Exercise prompt:
Print the data below exactly as it stands, and keep the pictures out.

※

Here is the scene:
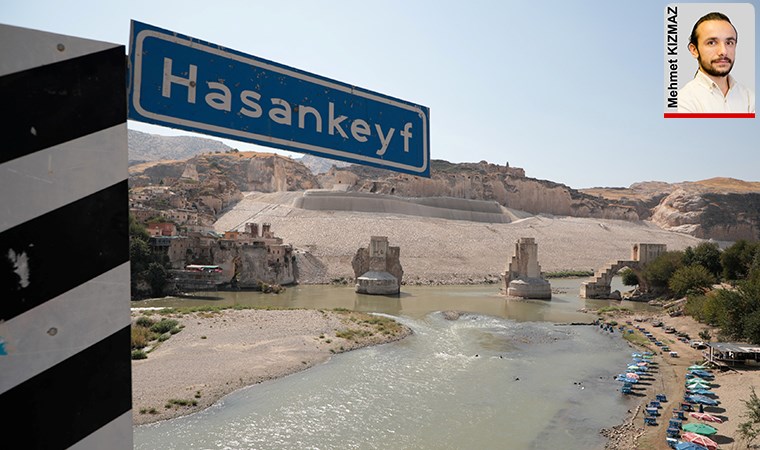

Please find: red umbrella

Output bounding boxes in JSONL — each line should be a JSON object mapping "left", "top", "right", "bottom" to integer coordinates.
{"left": 682, "top": 432, "right": 718, "bottom": 450}
{"left": 689, "top": 411, "right": 723, "bottom": 423}
{"left": 625, "top": 372, "right": 640, "bottom": 380}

※

Exercise response:
Here is the scene:

Please find: red umbrella

Output bounding boxes in JSONL — each line should be a JSON object mapping "left", "top", "right", "bottom" to integer coordinates.
{"left": 682, "top": 432, "right": 718, "bottom": 450}
{"left": 689, "top": 411, "right": 723, "bottom": 423}
{"left": 625, "top": 372, "right": 640, "bottom": 380}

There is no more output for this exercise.